>> BEGIN SELECTED PASSAGE
For India, Israel has been a long-time dependable partner that has provided it with multiple defence systems to modernise its forces. The relationship has also benefited from the excellent rapport that the political leaderships of both countries enjoy. The author details relevant aspects of the relationship that has withstood geo-political pulls and pressures and has the strength to remain mutually beneficial in the coming years, too.
India extended de-jure recognition to Israel in 1950 and permitted Israel to maintain a consulate in Mumbai to facilitate the voluntary immigration of thousands of Indian Jews to Israel. Thousands of Indians also travelled to Israel for special courses in agricultural technology and community development. The establishment of diplomatic relations benefited both countries immensely.
The relations developed but the turning point was the visit of the Prime Minister of India Narendra Modi to Israel on 4 July 2017. This was the first occasion for an Indian Prime Minister to visit Israel. It led to the opening of many doors in the political-military and economic fields. The then Israeli Prime Minister Benjamin Netanyahu made a historic visit to India from 14 to 19 January 2018. It was the second time that an Israeli Prime Minister had visited our country. It further strengthened the relationship.
>> END SELECTED PASSAGE
EXERCISE SET:
1. Condense the paragraph of the passage on India–Israel relations that begins "The relations developed but the turning point" into a short bulleted list that keeps its main facts.
2. Transcribe the stretch of the passage on India–Israel relations from "The relations developed" through "strengthened the relationship.".
3. List every date or year that appears in the passage on India–Israel relations.
The data that follows has no connection to the passage on India–Israel relations.
>> BEGIN DATASET
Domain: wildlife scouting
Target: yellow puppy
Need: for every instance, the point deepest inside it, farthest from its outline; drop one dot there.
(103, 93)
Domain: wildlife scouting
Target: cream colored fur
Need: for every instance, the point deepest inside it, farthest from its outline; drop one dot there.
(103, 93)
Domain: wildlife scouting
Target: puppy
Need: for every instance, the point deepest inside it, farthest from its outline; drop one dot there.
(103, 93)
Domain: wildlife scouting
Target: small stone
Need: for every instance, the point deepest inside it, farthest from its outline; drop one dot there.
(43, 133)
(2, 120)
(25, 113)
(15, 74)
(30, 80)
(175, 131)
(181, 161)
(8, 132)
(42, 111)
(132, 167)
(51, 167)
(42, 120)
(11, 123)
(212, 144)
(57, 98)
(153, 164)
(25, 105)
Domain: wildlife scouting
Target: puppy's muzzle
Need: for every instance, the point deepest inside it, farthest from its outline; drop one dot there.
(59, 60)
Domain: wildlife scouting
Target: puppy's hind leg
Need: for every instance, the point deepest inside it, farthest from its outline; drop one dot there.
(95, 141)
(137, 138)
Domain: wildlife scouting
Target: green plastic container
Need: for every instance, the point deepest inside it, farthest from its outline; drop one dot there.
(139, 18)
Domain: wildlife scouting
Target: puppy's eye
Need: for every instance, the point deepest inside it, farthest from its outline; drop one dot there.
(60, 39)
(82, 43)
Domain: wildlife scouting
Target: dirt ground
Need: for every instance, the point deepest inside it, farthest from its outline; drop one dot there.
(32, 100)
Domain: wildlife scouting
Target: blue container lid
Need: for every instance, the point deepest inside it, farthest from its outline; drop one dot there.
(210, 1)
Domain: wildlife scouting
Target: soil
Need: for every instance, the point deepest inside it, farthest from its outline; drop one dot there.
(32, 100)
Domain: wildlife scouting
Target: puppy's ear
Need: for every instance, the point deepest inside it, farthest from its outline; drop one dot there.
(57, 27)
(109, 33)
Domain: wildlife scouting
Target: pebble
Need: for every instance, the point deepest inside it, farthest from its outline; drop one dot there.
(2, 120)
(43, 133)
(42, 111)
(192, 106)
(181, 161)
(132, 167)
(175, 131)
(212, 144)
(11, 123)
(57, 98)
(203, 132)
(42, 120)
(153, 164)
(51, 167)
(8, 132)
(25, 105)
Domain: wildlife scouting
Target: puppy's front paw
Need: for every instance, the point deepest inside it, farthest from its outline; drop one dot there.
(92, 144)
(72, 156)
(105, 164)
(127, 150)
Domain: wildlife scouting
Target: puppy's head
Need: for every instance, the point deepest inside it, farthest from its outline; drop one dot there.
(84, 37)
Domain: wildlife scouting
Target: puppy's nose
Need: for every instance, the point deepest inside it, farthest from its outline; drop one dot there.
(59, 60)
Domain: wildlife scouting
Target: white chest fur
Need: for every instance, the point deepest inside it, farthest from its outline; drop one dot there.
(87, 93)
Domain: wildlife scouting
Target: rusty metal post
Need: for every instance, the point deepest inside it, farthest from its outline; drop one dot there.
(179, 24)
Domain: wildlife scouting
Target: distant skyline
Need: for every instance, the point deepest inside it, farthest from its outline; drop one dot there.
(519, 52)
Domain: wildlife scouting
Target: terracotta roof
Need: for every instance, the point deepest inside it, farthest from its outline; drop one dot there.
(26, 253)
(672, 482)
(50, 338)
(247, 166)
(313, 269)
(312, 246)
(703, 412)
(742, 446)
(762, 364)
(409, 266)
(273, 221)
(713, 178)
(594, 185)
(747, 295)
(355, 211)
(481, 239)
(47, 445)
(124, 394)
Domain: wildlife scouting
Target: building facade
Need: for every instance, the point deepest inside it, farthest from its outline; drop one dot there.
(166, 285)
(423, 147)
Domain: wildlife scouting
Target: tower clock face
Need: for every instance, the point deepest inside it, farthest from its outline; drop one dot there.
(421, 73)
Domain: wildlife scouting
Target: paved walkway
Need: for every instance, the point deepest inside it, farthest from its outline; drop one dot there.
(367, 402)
>> END DATASET
WRITTEN RESPONSES:
1.
- The turning point in relations was Indian Prime Minister Narendra Modi's visit to Israel on 4 July 2017, the first by an Indian Prime Minister.
- The visit opened many doors in the political-military and economic fields.
- Then Israeli Prime Minister Benjamin Netanyahu made a historic visit to India from 14 to 19 January 2018, the second by an Israeli Prime Minister.
- That visit further strengthened the relationship.

2.
The relations developed but the turning point was the visit of the Prime Minister of India Narendra Modi to Israel on 4 July 2017. This was the first occasion for an Indian Prime Minister to visit Israel. It led to the opening of many doors in the political-military and economic fields. The then Israeli Prime Minister Benjamin Netanyahu made a historic visit to India from 14 to 19 January 2018. It was the second time that an Israeli Prime Minister had visited our country. It further strengthened the relationship.

3.
- 1950
- 4 July 2017
- 14 to 19 January 2018